## begin
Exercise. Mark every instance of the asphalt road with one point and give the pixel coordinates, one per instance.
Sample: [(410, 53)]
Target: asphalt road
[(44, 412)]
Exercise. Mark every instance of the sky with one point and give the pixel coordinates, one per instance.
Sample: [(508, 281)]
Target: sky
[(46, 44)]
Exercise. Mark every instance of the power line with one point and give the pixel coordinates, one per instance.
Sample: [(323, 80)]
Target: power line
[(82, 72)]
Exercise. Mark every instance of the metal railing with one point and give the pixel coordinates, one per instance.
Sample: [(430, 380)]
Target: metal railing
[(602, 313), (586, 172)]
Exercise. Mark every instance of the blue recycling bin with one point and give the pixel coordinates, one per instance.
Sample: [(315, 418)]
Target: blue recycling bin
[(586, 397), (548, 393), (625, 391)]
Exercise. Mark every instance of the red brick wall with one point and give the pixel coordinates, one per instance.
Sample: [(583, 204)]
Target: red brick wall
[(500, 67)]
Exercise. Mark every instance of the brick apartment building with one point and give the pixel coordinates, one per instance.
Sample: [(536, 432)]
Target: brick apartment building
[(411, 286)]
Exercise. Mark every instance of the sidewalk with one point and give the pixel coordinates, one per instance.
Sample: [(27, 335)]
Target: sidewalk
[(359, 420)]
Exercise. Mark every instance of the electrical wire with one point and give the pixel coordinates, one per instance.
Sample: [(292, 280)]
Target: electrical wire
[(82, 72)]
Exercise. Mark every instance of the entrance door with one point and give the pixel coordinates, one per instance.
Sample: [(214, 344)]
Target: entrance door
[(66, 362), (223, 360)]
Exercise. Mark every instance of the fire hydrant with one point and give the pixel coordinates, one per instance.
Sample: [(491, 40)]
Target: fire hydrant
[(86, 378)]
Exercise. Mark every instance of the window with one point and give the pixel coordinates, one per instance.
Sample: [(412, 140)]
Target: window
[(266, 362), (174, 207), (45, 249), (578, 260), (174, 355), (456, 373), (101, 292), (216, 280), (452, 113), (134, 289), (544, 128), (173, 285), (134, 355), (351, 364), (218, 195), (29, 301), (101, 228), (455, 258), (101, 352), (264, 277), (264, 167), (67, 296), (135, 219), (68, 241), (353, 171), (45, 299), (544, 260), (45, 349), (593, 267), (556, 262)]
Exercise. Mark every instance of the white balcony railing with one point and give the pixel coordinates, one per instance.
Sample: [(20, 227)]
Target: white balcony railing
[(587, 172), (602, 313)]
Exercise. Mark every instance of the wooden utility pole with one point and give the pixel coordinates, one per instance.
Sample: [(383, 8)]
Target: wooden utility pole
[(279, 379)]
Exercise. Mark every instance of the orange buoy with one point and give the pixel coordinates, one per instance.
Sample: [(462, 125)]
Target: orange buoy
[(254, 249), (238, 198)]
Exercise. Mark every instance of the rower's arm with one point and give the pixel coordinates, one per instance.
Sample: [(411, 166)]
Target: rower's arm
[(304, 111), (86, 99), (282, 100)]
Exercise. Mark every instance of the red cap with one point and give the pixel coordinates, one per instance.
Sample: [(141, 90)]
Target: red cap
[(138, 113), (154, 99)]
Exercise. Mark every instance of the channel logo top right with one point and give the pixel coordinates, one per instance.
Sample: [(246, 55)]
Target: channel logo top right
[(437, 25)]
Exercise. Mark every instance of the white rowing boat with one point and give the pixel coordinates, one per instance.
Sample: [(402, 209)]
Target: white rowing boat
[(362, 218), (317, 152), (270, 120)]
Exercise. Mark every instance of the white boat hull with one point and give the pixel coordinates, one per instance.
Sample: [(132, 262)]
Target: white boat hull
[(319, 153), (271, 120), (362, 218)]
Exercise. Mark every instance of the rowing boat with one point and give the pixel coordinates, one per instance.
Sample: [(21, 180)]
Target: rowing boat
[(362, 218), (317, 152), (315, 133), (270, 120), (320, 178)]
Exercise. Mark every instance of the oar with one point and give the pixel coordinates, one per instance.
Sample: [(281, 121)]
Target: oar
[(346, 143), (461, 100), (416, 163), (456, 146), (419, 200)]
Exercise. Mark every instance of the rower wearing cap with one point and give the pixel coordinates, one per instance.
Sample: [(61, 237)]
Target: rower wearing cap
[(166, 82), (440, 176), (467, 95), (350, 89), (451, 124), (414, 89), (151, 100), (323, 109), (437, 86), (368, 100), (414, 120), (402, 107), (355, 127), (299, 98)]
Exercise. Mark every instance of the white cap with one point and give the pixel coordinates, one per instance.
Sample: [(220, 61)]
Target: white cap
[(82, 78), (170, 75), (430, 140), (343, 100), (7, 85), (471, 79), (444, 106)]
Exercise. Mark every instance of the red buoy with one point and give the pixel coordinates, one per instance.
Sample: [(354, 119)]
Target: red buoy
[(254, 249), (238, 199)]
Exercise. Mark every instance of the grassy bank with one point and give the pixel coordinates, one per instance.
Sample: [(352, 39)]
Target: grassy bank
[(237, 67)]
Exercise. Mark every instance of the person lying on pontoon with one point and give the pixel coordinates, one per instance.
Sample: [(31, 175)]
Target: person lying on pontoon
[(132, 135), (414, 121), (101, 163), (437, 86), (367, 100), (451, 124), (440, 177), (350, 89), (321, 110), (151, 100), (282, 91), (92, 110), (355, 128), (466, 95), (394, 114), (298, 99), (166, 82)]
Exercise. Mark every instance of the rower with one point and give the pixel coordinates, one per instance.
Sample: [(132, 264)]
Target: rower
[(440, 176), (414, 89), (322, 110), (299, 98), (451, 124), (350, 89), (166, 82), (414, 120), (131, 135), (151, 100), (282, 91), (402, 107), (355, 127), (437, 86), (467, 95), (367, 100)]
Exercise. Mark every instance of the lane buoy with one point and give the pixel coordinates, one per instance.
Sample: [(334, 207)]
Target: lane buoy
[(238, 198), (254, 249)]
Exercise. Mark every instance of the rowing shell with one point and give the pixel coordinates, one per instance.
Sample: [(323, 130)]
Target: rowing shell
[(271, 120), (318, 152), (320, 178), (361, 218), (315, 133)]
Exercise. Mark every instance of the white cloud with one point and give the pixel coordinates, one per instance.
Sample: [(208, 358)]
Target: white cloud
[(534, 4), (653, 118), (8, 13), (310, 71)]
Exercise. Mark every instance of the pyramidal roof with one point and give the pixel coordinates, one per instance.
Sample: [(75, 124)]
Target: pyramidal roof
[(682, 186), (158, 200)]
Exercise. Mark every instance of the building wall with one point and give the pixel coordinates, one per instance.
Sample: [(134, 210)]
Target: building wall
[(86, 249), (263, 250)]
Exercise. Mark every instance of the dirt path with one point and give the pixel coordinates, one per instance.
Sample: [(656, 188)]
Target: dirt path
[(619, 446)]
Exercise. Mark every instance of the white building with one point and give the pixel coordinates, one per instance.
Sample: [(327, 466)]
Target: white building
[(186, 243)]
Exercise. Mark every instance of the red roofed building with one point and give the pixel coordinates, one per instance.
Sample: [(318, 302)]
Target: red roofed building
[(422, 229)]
## end
**Written problem**
Reproduce all the data word for word.

**Correct response**
Exercise. Mark every instance of the asphalt road with one point and give the pixel coordinates, one per instance.
Sample: [(410, 53)]
Target: asphalt road
[(44, 412)]
Exercise. Mark every instance of the sky with one point and give the pixel coordinates, one per instance.
Sample: [(508, 281)]
Target: sky
[(46, 44)]
Exercise. Mark every instance of the power line with one point and give the pixel coordinates, one per instance.
Sample: [(323, 80)]
Target: power line
[(82, 72)]
Exercise. Mark every instance of the metal railing with one point and give the pixel coordinates, one per instance.
Sample: [(430, 380)]
Target: metal railing
[(602, 313), (586, 172)]
Exercise. Mark every instance of the blue recycling bin with one point and give the pixel coordinates, one per instance.
Sample: [(315, 418)]
Target: blue recycling bin
[(586, 397), (548, 393), (625, 391)]
Exercise. Mark every instance of the red brick wall with one point and give the pixel coordinates, one per instance.
Sample: [(583, 204)]
Target: red brick wall
[(500, 67)]
Exercise. Mark every instance of the brick apartment building with one point and give the pixel coordinates, one per instance.
Sample: [(536, 432)]
Target: brick apartment building
[(411, 286)]
Exercise. Mark every instance of the sidewalk with one point and give the pixel coordinates, one per instance.
Sample: [(27, 335)]
Target: sidewalk
[(359, 420)]
Exercise. Mark every instance of the electrical wire with one point and give the pixel coordinates, one per instance.
Sample: [(292, 280)]
Target: electrical wire
[(82, 72)]
Exercise. Mark every instance of the entrance door with one point and give the pixel coordinates, one per instance.
Sample: [(214, 344)]
Target: entrance door
[(66, 362), (223, 360)]
Exercise. Mark every instance of the fire hydrant with one point and give the pixel coordinates, one per instance.
Sample: [(491, 40)]
Target: fire hydrant
[(86, 378)]
Exercise. Mark every instance of the window with one point and give the pixel coordinates, one per instance.
Sample: [(412, 140)]
Target: window
[(266, 362), (174, 207), (45, 249), (578, 260), (174, 355), (456, 373), (101, 292), (216, 280), (452, 113), (134, 289), (544, 128), (173, 285), (134, 355), (351, 364), (218, 195), (29, 301), (101, 228), (455, 258), (101, 352), (264, 277), (264, 167), (67, 296), (135, 219), (68, 241), (353, 171), (45, 299), (544, 260), (45, 349), (593, 267), (556, 262)]
Exercise. Mark every instance of the white balcony railing with one point and give the pixel coordinates, one per instance.
Sample: [(20, 227)]
Target: white balcony railing
[(587, 172), (602, 313)]
Exercise. Mark every instance of the wooden utility pole with one point and give the pixel coordinates, one per instance.
Sample: [(383, 8)]
Target: wooden utility pole
[(279, 379)]
Exercise. Mark every instance of the orange buoy with one point and give the pixel coordinates, one per instance.
Sample: [(462, 125)]
Target: orange buoy
[(254, 249), (238, 198)]
Exercise. Mark every instance of the rower's arm with one point and give the pixel coordinates, one per instance.
Sample: [(411, 166)]
Target: rower's arm
[(304, 111), (86, 99), (282, 100)]
Exercise. Mark every instance of the red cap with one point and give the pixel coordinates, one per instance.
Sample: [(141, 90)]
Target: red cap
[(138, 113), (154, 99)]
Exercise. Mark every instance of the channel logo top right with one point and give the pixel coordinates, one per instance.
Sample: [(246, 55)]
Target: channel logo top right
[(437, 25)]
Exercise. Mark every instance of the white rowing boat with one point and give the pixel coordinates, one per instance.
Sample: [(402, 209)]
Target: white rowing boat
[(362, 218), (317, 152), (270, 120)]
Exercise. Mark every instance of the white boat hull with one point and give the pixel coordinates, one per instance.
Sample: [(132, 262)]
Target: white boat hull
[(319, 153), (271, 120), (362, 218)]
Exercise. Mark every instance of the rowing boat with one point and give the pixel coordinates, one per instance.
Sample: [(21, 180)]
Target: rowing boat
[(362, 218), (317, 152), (315, 133), (270, 120), (320, 178)]
Exercise. Mark every instance of the oar with one point and give the pixel coordinates, one per instance.
Sample: [(281, 121)]
Target: oar
[(346, 143), (461, 100), (416, 163), (456, 146), (419, 200)]
Exercise. Mark every instance of the rower wearing cap with one point and give the pixel coordinates, one per instance.
Sample: [(61, 237)]
Target: rower wearing cap
[(166, 82), (440, 176), (467, 95), (350, 89), (451, 124), (414, 89), (151, 100), (323, 109), (437, 86), (368, 100), (414, 120), (402, 107), (355, 127), (299, 98)]
Exercise. Mark every instance of the white cap with one point and give the pixel coordinates, one per instance.
Sample: [(220, 61)]
Target: white cap
[(82, 78), (170, 75), (430, 140), (343, 100), (7, 85), (471, 79), (444, 106)]
Exercise. Mark every instance of the red buoy with one point and give the pixel coordinates, one per instance.
Sample: [(354, 119)]
Target: red buoy
[(254, 249), (238, 199)]
Exercise. Mark every instance of the grassy bank with one point and give the pixel coordinates, one per instance.
Sample: [(352, 39)]
Target: grassy bank
[(237, 67)]
Exercise. Mark every instance of the person lying on pontoon with one point and give the pixel coordinates, one per instance.
Sample: [(31, 175)]
Target: person lying on pontoon
[(132, 135), (414, 121), (101, 163), (437, 86), (367, 100), (451, 124), (440, 177), (350, 89), (321, 110), (151, 100), (282, 91), (92, 110), (355, 128), (466, 95), (394, 114), (298, 99), (166, 82)]
Exercise. Mark every instance of the rower with one point and give the pixel coordinates, one per instance.
Sample: [(132, 264)]
Target: rower
[(440, 176), (414, 89), (322, 110), (299, 98), (451, 124), (350, 89), (166, 82), (414, 120), (131, 135), (151, 100), (282, 91), (402, 107), (355, 127), (437, 86), (467, 95), (367, 100)]
Exercise. Mark every instance of the lane buoy with one point and give the pixel coordinates, one per instance.
Sample: [(334, 207)]
Target: lane buoy
[(238, 198), (254, 249)]
Exercise. Mark every instance of the rowing shell with one point and give the pixel coordinates, one per instance.
Sample: [(323, 130)]
Target: rowing shell
[(271, 120), (318, 152), (320, 178), (361, 218), (315, 133)]
Exercise. Mark every instance of the white cloud with one point and give the pixel coordinates, one per instance.
Sample: [(208, 358)]
Target: white cloud
[(534, 4), (653, 118), (8, 13), (310, 71)]
Exercise. Mark every instance of the pyramidal roof with one point and give the pixel coordinates, one per instance.
Sample: [(75, 124)]
Target: pyramidal roof
[(682, 186), (158, 200)]
Exercise. Mark every instance of the building wall with one point and give the pixel coordinates, one per instance.
Sample: [(134, 210)]
Target: building wall
[(86, 249), (263, 250)]
Exercise. Mark every instance of the dirt path with one point and give the pixel coordinates, one per instance.
Sample: [(656, 188)]
Target: dirt path
[(619, 446)]
Exercise. Mark every instance of the white building with one point and give the pixel coordinates, one per instance.
Sample: [(327, 466)]
Target: white building
[(186, 243)]
Exercise. Mark every instance of the red roofed building with one point and give the pixel coordinates, one per instance.
Sample: [(318, 302)]
Target: red roofed building
[(422, 229)]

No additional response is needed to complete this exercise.